(Working data)

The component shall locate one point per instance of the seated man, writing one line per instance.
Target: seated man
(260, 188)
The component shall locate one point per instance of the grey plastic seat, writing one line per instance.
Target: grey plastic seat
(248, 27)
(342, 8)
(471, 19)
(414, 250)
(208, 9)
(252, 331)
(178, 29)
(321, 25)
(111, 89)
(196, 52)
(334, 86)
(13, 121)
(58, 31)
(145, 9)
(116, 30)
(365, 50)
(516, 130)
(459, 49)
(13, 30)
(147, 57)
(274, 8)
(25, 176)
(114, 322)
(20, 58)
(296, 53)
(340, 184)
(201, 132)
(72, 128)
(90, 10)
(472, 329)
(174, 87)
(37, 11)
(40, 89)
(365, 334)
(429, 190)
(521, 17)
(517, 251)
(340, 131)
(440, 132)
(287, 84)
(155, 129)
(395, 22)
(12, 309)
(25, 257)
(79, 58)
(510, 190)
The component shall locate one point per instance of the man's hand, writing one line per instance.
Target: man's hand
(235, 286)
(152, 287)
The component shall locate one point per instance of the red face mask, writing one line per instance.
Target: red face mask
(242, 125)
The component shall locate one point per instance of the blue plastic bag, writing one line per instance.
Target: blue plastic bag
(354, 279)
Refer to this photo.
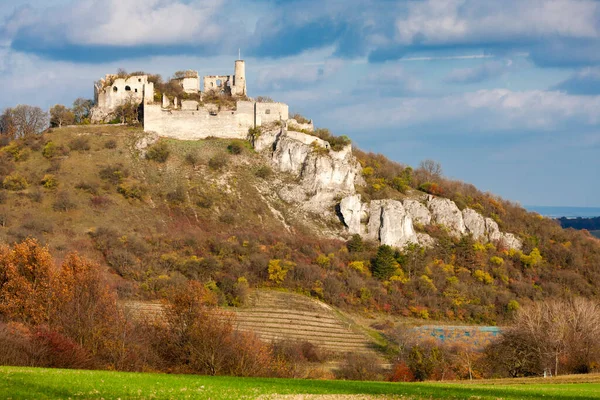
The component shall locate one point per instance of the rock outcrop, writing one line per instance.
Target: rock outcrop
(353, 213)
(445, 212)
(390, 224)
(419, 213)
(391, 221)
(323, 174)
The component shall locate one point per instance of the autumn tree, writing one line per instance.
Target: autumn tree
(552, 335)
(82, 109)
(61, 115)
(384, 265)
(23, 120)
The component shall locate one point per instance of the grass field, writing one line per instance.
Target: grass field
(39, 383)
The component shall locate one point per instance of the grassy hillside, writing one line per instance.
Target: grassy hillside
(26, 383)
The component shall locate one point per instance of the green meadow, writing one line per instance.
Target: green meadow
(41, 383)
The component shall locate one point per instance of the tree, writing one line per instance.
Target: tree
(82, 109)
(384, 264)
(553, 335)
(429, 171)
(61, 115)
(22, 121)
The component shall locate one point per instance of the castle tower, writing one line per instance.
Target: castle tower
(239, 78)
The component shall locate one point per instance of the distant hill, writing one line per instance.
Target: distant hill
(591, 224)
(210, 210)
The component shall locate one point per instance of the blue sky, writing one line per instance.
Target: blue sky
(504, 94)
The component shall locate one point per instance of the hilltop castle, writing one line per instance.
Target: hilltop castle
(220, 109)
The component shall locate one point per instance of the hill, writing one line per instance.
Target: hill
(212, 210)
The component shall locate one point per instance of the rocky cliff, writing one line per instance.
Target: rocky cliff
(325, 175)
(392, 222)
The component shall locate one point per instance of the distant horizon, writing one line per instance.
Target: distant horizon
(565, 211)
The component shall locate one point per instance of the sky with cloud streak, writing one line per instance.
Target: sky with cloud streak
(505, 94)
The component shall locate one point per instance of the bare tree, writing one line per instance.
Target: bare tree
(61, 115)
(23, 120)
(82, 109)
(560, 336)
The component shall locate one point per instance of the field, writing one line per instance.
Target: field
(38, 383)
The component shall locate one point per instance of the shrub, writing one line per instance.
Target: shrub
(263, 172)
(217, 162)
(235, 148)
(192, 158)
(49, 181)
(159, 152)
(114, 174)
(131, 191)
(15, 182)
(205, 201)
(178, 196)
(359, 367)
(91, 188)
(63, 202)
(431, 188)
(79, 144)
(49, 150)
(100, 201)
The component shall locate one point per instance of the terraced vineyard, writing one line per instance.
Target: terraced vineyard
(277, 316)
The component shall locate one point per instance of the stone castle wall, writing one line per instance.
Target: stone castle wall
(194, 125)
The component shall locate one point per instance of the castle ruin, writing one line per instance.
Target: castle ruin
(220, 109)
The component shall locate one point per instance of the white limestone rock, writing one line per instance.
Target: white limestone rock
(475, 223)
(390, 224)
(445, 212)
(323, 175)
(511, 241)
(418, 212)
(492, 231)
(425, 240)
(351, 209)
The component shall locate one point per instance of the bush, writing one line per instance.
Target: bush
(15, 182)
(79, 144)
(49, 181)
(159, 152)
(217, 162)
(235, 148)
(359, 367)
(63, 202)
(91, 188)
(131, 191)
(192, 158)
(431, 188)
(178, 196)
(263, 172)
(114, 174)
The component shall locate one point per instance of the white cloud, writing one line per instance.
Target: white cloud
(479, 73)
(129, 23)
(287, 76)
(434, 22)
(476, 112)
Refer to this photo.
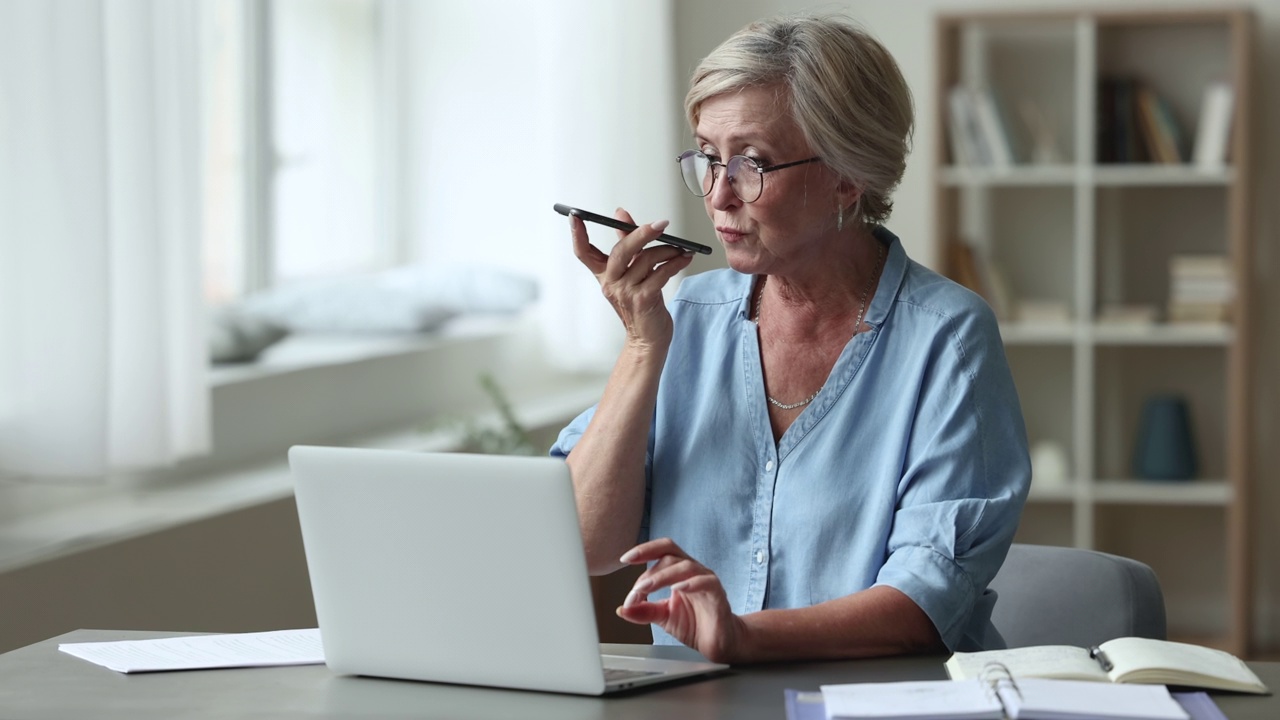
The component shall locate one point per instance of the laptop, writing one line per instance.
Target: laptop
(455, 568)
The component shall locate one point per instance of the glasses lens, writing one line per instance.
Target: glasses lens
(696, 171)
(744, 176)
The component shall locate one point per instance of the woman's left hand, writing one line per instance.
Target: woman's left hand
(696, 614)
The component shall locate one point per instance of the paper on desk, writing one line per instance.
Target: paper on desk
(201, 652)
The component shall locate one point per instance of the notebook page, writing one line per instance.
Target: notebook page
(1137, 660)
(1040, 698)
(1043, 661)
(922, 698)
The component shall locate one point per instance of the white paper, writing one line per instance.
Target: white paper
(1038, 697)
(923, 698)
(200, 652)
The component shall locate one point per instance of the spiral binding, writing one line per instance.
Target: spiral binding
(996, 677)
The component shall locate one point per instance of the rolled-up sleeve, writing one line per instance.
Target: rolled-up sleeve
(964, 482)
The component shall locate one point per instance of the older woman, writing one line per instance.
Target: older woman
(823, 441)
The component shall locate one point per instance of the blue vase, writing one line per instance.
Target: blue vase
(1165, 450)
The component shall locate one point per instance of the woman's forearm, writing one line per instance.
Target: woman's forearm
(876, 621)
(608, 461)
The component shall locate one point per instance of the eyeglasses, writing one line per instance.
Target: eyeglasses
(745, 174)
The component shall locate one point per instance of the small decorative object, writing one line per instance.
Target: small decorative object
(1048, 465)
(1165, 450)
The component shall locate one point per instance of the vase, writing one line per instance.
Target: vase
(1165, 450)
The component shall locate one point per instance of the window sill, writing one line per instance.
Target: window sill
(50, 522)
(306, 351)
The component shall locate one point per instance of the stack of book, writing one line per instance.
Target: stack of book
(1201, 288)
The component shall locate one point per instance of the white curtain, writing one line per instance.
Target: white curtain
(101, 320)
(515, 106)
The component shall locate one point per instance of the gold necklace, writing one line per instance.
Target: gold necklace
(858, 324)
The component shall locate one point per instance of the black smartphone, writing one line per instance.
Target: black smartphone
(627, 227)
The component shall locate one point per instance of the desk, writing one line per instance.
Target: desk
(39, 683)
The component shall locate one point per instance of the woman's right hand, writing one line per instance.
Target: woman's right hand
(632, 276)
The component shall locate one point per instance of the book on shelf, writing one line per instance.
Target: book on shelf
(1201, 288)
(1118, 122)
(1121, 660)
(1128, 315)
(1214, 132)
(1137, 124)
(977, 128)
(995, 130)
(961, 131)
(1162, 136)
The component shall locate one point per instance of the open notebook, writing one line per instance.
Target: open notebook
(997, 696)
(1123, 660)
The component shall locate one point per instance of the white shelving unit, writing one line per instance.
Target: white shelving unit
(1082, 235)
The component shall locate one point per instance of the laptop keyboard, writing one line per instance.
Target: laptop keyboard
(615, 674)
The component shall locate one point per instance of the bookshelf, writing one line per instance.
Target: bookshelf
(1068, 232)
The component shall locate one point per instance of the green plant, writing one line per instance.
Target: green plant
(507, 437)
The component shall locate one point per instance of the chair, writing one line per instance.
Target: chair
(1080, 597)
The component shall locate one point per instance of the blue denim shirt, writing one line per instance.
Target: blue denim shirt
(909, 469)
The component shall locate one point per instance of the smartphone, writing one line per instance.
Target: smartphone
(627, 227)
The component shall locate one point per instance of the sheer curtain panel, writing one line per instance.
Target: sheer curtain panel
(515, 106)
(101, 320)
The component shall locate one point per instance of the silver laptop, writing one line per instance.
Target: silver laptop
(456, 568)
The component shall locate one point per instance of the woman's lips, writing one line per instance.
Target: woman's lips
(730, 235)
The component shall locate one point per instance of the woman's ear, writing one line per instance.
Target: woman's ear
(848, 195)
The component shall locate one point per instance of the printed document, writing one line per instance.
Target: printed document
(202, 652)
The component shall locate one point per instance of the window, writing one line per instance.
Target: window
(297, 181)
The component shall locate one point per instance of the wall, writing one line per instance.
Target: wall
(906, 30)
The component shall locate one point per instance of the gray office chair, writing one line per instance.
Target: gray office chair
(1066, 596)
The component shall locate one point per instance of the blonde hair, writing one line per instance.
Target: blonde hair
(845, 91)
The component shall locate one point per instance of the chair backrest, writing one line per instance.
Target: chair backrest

(End Working data)

**Work to complete:** Scan the listing above and work out how many lines contain the string "backrest"; reply with only that number.

**Output for this task:** 2